» **Records for this task**:
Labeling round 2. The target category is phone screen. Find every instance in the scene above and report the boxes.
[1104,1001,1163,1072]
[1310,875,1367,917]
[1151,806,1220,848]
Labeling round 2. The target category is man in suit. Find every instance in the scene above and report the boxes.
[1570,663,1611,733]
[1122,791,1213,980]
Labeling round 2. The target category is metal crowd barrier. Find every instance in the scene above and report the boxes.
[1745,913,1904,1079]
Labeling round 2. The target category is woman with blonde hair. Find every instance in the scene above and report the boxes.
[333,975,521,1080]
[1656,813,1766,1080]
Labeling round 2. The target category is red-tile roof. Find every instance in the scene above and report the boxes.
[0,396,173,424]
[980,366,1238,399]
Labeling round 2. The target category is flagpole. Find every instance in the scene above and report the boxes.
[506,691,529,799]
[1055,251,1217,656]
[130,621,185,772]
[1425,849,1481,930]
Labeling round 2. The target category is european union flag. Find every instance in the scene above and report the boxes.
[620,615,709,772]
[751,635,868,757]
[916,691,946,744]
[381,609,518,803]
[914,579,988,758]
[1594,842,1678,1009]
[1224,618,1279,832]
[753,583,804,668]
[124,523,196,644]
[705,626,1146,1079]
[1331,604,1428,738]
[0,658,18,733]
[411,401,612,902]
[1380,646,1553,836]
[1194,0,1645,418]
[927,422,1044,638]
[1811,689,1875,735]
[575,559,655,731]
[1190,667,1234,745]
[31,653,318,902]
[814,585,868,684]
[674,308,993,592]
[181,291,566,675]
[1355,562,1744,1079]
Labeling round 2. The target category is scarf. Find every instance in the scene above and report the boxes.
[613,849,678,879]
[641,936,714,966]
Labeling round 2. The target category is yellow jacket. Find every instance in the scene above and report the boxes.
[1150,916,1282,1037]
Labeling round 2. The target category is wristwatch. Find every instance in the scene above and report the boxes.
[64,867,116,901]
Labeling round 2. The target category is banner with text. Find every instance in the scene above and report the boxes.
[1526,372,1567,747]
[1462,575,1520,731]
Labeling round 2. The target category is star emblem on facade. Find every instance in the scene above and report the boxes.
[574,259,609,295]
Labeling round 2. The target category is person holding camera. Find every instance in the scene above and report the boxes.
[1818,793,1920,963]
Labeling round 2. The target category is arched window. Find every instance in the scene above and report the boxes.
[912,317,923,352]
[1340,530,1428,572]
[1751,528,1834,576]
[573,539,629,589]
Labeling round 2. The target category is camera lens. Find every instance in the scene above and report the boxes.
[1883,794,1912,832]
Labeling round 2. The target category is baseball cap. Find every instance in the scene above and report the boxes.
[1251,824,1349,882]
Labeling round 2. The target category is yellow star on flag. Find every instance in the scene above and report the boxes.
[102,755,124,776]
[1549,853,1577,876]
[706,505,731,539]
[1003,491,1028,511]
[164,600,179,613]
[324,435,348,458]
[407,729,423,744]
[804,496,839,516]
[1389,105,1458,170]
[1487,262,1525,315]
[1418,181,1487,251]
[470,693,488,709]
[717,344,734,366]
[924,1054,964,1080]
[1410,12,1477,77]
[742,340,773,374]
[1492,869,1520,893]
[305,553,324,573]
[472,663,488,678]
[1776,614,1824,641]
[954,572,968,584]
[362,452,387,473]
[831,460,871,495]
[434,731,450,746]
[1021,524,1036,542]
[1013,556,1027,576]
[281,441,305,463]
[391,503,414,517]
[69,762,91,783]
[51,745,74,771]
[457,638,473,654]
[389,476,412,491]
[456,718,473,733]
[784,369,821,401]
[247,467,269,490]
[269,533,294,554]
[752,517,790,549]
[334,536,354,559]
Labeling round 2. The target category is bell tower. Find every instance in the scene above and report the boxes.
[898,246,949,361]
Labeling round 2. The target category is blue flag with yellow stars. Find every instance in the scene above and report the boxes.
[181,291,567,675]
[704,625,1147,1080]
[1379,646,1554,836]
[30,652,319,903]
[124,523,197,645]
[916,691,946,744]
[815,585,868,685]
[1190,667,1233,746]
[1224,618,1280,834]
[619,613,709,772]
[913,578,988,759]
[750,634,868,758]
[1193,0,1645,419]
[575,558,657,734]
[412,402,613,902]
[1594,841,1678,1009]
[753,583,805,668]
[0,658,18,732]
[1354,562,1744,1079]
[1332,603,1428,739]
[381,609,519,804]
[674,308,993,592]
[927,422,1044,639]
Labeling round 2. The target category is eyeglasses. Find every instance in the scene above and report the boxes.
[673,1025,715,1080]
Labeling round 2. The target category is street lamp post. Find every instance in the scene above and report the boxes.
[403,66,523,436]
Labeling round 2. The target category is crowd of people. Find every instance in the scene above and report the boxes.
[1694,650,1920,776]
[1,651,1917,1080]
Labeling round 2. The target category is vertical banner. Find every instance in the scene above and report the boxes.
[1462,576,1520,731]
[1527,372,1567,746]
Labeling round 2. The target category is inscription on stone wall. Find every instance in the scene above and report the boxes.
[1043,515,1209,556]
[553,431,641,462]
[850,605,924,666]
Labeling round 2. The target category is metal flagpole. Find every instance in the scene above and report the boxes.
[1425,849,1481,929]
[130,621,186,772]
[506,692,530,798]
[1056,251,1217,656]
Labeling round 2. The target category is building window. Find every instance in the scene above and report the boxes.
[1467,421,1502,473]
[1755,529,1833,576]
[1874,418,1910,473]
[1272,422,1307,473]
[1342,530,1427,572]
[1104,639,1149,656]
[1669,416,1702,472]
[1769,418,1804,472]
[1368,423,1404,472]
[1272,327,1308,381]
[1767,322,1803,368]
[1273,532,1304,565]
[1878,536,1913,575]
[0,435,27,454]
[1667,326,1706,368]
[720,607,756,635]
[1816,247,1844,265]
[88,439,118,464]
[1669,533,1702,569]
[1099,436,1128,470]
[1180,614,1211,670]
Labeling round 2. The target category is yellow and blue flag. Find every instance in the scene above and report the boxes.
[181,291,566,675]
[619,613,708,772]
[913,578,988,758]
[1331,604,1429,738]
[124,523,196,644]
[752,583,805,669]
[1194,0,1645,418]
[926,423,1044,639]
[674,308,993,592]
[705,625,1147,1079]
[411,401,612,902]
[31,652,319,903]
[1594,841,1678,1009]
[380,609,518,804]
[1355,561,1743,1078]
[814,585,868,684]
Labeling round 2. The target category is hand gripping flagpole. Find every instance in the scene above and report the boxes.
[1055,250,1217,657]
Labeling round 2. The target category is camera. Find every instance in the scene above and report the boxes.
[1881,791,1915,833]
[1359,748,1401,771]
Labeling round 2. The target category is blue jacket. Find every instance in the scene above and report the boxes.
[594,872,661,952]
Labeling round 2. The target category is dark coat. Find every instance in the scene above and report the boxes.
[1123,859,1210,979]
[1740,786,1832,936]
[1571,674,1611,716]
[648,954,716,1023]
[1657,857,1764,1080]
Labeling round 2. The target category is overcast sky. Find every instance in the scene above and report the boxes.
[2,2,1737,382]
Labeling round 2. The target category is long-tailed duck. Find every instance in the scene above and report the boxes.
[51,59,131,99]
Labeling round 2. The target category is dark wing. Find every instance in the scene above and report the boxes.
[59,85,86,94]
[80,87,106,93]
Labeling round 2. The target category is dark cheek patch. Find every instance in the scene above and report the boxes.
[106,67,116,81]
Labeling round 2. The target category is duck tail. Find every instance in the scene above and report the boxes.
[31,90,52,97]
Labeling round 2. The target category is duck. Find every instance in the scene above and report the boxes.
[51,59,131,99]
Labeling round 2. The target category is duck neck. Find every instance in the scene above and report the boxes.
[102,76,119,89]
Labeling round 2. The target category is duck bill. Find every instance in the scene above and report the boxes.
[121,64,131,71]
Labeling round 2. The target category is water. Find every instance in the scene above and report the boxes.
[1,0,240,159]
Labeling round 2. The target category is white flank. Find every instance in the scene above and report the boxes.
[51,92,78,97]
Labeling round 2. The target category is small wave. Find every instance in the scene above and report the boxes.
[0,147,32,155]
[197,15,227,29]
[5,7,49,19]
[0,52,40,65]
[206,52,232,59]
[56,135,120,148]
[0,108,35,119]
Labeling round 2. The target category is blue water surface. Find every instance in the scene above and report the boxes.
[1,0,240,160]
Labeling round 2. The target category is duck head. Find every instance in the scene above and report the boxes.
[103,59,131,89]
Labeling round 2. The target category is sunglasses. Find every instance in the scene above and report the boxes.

» **Problem**: Look above for the line containing "Labeling round 2. The target category is duck head.", then please write out that line and each one after it through the end, exactly, with nothing else.

» **Output**:
Labeling round 2. The target category is duck head. Find every instance in the scene above and report the boxes.
[103,59,131,89]
Labeling round 2. The target category is sunglasses. Find every instance in the scene above and report the boxes.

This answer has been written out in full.